**TASK:**
Show each line in the rows below that contains the word "hair", copied in full.

┄┄┄┄┄┄┄┄┄┄┄┄┄┄┄┄┄┄┄┄

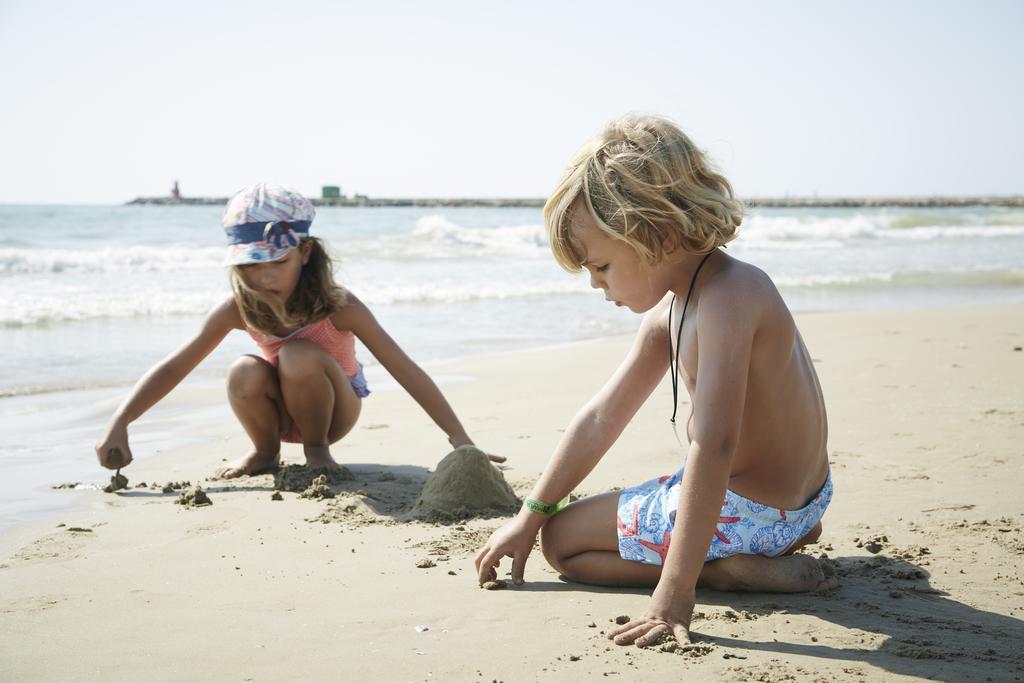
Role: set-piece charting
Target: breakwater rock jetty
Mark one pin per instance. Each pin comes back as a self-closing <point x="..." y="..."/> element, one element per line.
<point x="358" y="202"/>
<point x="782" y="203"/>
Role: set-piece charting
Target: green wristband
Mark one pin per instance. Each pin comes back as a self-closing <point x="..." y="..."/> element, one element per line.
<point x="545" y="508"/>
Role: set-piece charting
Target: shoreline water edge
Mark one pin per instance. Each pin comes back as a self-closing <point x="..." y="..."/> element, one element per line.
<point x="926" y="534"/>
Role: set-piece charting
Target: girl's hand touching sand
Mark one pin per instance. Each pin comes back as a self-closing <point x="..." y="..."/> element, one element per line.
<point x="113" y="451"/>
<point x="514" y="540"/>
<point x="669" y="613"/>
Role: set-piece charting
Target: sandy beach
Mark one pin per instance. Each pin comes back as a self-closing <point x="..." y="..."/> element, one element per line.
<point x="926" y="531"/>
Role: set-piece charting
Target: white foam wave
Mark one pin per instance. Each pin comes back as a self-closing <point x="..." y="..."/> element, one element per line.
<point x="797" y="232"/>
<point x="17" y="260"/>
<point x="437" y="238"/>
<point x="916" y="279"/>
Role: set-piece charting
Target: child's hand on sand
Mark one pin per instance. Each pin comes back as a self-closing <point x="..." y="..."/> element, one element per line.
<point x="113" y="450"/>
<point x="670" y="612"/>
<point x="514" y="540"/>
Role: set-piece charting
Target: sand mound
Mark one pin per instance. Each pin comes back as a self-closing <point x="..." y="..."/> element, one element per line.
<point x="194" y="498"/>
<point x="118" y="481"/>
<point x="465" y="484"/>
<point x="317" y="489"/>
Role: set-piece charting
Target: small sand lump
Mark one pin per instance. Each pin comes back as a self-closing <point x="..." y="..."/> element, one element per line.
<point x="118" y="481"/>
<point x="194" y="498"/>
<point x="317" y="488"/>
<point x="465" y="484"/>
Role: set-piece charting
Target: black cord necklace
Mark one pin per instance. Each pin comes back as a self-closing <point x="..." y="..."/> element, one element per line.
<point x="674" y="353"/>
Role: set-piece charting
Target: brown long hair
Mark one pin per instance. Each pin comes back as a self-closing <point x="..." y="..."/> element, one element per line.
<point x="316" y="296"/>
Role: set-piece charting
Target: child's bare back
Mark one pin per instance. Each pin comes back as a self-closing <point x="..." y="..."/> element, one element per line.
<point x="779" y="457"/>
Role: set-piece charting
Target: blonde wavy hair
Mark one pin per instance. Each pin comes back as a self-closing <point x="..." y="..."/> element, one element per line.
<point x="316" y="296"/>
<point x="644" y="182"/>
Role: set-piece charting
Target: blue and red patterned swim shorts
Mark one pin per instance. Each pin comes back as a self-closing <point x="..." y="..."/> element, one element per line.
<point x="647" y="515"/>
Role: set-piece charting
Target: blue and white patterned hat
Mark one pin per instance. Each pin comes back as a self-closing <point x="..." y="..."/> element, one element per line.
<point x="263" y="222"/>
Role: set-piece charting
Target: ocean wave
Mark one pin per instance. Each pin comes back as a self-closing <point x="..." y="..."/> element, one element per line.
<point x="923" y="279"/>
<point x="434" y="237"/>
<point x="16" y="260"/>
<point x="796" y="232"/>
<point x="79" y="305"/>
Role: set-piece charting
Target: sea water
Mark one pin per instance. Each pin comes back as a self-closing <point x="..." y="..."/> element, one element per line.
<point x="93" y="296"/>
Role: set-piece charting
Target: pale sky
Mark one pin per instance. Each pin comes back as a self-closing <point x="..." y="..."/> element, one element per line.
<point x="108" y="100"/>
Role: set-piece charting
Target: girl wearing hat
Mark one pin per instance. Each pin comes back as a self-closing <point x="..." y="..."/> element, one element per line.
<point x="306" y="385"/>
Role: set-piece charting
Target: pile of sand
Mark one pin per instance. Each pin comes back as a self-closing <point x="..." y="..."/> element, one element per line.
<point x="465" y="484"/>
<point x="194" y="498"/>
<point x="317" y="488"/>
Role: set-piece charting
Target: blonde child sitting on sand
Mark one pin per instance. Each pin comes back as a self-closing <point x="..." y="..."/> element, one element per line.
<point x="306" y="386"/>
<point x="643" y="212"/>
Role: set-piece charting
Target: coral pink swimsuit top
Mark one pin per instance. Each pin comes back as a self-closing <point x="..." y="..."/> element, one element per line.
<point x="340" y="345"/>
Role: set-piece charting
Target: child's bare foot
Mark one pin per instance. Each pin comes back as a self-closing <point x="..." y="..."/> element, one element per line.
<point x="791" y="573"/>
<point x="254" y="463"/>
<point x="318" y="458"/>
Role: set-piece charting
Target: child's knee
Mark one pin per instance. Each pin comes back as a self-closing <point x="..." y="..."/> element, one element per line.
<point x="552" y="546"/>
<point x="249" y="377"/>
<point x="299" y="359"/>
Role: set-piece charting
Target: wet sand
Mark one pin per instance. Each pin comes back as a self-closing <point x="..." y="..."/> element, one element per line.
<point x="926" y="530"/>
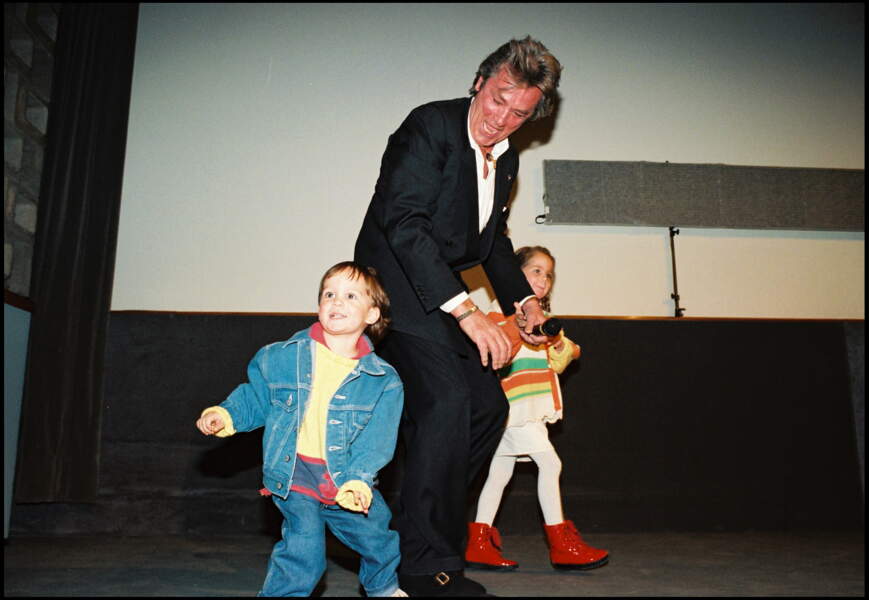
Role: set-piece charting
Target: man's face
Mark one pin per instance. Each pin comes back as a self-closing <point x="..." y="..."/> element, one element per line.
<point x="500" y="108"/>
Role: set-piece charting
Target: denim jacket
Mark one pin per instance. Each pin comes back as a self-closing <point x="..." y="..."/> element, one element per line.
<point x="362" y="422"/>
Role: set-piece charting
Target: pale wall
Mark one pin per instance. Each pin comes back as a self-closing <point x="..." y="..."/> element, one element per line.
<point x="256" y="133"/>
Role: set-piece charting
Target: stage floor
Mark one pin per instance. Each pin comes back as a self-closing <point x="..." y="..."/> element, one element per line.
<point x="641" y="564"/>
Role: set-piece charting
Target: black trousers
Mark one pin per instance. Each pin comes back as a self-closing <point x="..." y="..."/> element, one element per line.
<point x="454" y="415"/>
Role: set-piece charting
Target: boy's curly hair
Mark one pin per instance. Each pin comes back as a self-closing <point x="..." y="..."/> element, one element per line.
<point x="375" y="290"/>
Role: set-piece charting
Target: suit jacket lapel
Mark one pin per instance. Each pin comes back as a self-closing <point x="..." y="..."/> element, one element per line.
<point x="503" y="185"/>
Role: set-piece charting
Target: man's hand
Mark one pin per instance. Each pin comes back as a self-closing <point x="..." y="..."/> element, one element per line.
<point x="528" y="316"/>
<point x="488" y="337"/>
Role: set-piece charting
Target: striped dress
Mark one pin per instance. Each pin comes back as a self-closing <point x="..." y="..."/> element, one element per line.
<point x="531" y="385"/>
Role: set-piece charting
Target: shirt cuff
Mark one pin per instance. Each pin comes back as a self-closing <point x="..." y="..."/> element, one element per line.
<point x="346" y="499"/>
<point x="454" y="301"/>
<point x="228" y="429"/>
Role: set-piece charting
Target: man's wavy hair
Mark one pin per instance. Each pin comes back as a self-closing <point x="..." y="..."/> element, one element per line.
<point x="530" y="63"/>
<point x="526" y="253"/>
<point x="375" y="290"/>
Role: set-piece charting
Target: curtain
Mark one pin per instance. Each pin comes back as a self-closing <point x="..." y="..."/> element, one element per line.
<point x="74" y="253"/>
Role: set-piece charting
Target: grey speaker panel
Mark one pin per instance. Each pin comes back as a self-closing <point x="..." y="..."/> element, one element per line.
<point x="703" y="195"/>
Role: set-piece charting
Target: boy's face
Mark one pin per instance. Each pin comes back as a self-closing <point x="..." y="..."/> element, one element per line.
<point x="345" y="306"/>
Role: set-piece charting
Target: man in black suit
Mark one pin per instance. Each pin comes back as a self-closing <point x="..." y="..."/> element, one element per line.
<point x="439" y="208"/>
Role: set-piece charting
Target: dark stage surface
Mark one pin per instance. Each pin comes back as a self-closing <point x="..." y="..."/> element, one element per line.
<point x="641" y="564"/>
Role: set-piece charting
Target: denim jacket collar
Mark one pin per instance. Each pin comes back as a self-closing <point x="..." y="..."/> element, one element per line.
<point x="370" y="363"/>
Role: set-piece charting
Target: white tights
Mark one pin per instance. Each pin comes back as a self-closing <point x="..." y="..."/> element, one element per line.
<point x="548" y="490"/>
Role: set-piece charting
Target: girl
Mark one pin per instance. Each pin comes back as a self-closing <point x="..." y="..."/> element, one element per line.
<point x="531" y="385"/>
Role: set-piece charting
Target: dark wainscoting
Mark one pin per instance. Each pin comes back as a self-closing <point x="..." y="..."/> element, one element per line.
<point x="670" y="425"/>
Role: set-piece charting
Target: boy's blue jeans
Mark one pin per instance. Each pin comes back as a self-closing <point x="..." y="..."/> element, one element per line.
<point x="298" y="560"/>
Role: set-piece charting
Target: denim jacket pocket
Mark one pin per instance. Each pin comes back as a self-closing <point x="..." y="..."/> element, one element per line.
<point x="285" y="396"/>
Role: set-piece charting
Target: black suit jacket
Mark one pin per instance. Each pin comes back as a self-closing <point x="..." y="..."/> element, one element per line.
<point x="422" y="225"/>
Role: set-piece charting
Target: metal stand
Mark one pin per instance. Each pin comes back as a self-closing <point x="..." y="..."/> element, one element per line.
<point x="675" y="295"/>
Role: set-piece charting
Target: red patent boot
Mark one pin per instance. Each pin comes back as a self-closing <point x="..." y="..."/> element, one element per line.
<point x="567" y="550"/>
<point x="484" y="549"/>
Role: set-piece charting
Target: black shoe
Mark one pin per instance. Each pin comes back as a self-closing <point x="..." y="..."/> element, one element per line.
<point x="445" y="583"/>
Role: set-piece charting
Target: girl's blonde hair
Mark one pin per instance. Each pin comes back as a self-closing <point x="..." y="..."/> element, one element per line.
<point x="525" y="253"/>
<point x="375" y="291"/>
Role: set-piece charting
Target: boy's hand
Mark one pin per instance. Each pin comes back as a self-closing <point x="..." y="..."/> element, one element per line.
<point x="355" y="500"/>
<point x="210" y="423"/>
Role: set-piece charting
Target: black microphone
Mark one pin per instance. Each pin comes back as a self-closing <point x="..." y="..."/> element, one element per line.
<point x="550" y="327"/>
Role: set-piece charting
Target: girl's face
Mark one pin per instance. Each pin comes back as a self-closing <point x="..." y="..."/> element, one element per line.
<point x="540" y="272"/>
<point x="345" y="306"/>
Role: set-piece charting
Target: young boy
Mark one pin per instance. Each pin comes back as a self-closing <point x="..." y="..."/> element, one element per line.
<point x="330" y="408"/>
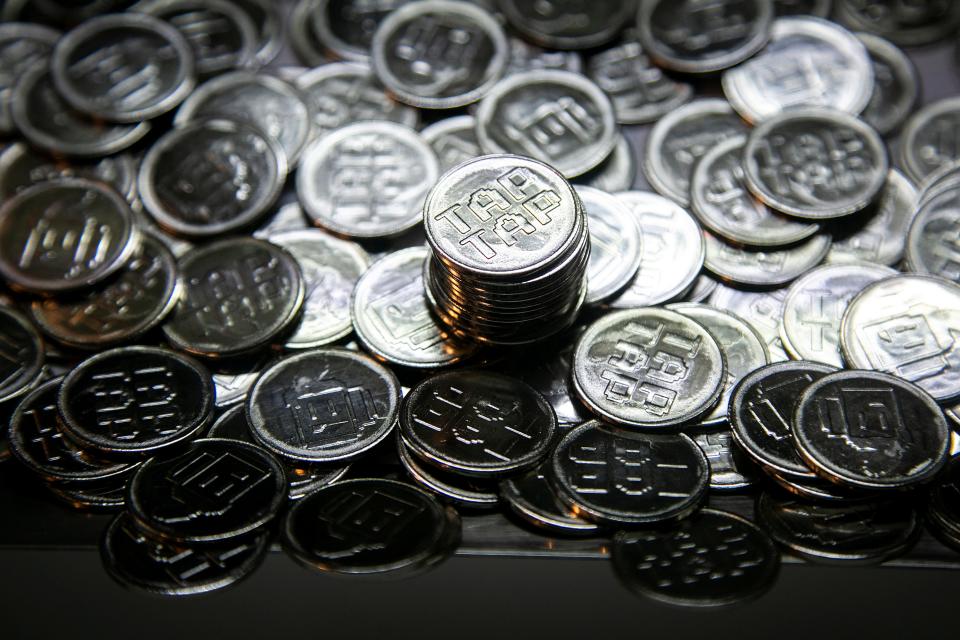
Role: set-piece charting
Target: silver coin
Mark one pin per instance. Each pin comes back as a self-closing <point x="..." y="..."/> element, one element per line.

┄┄┄┄┄┄┄┄┄┄┄┄┄┄┄┄┄┄┄┄

**ANSWER:**
Target: brown long hair
Target: blonde wavy hair
Target: boy's curly hair
Target: man's wavy hair
Target: girl's blonde hair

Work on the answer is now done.